TASK TO CARRY OUT: Report every line of the records below that contains the word "seat", with case counting.

--- Begin ---

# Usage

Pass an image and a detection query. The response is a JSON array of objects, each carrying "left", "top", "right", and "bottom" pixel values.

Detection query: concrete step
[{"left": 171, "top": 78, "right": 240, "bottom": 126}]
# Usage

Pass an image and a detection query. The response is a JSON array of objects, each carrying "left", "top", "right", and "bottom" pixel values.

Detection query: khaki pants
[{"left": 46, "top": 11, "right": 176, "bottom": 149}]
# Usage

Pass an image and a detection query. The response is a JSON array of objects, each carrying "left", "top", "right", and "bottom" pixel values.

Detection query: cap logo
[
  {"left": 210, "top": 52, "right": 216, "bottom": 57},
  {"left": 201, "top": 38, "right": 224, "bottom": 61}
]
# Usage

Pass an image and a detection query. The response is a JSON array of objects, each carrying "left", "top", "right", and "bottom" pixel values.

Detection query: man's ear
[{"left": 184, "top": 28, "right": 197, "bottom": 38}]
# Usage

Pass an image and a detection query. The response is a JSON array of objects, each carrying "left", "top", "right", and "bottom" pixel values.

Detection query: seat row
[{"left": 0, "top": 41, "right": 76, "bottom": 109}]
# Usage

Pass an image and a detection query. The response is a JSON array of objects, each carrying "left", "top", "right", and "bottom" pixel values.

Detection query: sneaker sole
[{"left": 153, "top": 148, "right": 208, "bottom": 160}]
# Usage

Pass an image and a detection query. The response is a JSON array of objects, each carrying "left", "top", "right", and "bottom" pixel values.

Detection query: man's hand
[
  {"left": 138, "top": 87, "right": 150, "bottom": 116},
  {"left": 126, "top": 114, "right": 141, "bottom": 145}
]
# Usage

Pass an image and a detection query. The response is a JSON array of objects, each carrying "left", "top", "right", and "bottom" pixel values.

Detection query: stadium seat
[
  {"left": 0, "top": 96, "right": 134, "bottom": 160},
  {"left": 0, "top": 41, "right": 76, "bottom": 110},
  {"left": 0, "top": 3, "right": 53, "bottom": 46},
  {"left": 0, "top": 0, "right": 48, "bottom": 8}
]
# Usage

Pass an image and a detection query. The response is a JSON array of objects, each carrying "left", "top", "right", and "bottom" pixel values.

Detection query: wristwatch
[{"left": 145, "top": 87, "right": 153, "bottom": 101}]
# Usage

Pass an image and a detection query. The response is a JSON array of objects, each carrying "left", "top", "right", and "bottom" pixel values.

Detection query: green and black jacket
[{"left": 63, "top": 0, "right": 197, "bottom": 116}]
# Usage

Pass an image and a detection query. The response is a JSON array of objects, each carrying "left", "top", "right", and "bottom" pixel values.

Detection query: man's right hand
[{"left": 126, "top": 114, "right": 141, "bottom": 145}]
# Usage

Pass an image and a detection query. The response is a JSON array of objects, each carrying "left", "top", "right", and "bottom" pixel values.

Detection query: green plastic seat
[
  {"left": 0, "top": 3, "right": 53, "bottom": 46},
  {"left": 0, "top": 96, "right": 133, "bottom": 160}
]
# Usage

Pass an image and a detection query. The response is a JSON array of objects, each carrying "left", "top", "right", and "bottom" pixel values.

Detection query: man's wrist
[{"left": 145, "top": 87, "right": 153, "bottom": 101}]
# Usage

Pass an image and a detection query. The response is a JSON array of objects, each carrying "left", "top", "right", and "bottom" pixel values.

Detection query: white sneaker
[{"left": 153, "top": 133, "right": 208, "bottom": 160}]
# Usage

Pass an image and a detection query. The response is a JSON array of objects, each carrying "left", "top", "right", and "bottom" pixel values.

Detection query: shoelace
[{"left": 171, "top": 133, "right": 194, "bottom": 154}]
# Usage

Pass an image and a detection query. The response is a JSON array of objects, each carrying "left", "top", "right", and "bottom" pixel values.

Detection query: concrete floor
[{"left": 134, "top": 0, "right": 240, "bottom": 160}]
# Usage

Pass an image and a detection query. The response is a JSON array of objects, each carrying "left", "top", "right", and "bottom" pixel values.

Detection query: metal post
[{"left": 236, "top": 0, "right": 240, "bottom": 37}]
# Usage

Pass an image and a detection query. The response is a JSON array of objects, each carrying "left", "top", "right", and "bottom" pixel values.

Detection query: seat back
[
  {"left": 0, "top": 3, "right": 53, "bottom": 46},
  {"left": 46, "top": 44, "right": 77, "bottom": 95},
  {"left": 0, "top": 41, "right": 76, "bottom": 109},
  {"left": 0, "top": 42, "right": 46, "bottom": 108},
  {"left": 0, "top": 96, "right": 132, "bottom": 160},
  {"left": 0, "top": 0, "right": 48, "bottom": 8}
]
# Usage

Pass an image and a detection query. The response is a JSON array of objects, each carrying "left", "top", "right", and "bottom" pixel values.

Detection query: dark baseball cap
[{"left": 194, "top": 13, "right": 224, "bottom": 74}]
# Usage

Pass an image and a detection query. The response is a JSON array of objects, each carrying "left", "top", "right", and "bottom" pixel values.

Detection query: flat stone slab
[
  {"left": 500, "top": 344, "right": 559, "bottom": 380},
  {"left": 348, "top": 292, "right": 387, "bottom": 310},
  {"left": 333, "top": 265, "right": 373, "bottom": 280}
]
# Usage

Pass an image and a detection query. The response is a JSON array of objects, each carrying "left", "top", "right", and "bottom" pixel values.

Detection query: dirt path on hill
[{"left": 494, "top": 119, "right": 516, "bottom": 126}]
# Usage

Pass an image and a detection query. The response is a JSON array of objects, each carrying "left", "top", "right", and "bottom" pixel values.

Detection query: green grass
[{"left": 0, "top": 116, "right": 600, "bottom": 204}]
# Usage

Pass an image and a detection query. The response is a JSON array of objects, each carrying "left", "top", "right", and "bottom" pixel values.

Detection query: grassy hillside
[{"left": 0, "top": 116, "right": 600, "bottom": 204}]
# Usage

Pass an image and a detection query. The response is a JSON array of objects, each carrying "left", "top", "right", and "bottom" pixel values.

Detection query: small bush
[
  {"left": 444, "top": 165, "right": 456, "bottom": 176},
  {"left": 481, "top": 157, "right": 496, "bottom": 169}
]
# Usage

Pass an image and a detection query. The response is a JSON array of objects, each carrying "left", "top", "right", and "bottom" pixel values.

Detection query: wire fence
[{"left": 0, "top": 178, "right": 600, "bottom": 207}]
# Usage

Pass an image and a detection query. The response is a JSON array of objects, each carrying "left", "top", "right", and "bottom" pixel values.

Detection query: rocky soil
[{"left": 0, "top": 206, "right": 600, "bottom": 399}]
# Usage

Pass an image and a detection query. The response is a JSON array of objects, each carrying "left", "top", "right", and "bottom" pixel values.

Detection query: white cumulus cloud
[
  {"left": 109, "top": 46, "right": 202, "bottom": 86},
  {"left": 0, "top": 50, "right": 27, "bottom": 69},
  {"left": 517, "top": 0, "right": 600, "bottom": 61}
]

--- End ---

RESULT FOR THIS EXERCISE:
Detection query: seat row
Detection query: stadium seat
Detection query: green plastic seat
Detection query: seat back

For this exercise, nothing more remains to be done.